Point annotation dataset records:
-- start --

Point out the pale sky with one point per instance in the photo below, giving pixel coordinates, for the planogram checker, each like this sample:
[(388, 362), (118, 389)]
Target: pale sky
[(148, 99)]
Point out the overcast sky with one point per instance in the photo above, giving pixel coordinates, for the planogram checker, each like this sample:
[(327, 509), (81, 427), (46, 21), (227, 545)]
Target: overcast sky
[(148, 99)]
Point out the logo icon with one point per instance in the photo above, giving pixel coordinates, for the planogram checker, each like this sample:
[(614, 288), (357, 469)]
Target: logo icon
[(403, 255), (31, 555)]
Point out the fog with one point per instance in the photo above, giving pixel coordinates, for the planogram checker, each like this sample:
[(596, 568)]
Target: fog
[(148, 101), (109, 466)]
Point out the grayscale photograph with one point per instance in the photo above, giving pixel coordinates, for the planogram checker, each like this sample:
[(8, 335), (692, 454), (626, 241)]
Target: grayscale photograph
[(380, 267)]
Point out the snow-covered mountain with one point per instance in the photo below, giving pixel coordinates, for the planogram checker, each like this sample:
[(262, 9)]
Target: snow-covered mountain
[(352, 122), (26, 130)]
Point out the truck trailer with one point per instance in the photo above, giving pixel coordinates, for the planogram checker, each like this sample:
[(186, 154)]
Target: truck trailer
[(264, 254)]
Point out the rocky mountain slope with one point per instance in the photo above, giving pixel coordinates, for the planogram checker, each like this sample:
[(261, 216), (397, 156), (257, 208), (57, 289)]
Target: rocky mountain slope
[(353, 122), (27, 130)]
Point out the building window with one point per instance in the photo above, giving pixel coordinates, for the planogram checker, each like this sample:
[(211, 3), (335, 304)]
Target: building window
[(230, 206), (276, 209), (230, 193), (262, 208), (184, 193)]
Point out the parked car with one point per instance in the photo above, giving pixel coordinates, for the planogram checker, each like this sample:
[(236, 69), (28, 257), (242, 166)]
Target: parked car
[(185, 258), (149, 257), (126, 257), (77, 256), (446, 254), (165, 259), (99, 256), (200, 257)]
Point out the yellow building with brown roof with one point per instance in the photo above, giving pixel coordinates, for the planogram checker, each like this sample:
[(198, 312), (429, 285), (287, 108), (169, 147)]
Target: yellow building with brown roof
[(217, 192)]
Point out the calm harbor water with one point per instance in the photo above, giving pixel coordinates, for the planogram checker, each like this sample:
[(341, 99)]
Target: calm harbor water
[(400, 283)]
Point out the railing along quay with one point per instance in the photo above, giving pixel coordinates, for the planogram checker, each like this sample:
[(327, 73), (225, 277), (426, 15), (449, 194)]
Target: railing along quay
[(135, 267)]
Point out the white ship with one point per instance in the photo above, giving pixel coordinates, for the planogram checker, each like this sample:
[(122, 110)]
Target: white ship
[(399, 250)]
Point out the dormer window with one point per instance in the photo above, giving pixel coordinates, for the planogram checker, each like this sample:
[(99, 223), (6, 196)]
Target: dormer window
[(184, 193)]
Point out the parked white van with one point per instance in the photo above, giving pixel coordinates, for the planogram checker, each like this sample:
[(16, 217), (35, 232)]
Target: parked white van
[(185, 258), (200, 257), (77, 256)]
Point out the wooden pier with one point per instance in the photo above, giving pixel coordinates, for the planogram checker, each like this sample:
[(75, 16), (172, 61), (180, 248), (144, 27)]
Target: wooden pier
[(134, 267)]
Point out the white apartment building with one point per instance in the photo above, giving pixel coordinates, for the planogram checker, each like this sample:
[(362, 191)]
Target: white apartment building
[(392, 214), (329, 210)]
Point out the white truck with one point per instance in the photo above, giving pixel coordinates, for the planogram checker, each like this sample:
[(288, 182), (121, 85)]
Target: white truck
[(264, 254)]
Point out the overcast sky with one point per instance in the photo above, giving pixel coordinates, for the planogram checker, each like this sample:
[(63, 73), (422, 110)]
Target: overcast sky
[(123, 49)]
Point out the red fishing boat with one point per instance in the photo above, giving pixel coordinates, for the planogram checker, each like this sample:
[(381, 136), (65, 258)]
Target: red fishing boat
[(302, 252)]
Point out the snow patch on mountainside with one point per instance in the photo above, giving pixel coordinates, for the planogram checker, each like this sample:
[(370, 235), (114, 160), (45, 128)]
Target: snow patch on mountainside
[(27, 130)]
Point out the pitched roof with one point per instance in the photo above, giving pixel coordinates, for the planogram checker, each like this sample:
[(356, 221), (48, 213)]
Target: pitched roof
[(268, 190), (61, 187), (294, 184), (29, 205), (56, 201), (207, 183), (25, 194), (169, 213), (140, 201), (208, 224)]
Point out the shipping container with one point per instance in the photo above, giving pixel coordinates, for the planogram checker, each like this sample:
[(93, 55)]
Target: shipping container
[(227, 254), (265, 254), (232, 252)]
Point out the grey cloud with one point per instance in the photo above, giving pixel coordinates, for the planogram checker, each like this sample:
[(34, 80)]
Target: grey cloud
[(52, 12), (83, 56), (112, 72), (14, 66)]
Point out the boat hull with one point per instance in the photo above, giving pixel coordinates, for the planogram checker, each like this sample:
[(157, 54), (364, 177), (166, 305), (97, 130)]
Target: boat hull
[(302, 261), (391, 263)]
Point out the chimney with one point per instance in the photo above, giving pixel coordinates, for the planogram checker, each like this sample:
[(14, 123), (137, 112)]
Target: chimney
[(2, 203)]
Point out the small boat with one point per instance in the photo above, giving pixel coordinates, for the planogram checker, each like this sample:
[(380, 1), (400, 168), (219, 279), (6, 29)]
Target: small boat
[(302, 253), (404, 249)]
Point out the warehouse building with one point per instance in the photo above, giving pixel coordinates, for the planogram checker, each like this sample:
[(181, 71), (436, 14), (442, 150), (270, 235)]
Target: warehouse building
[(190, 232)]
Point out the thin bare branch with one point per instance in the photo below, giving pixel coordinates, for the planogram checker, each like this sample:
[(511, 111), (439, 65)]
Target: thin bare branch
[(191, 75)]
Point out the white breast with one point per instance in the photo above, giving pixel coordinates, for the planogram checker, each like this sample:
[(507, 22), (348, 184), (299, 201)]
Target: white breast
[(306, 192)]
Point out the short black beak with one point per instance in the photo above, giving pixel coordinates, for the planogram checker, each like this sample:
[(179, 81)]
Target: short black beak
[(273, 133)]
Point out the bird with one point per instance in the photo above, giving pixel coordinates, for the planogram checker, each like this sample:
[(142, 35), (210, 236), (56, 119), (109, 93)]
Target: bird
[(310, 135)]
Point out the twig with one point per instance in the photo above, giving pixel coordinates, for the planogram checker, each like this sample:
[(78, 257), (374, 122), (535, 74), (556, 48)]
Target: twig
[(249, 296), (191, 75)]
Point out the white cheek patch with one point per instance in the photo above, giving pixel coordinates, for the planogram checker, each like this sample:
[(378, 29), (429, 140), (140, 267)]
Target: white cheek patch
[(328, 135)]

-- end --

What is expected: Rewrite the lines from the one containing "Point out the bird" through the one containing "[(310, 135)]", inclusive, keeping the requests and their sample coordinates unchanged. Scale every coordinate in the answers by 2.2, rounding to whole numbers with halves rounded up.

Answer to this task:
Point out the bird with one point per instance in the photo above, giving pixel coordinates, for the planogram checker, each like this sample:
[(142, 35), (210, 236), (56, 119), (109, 93)]
Target: bird
[(682, 297)]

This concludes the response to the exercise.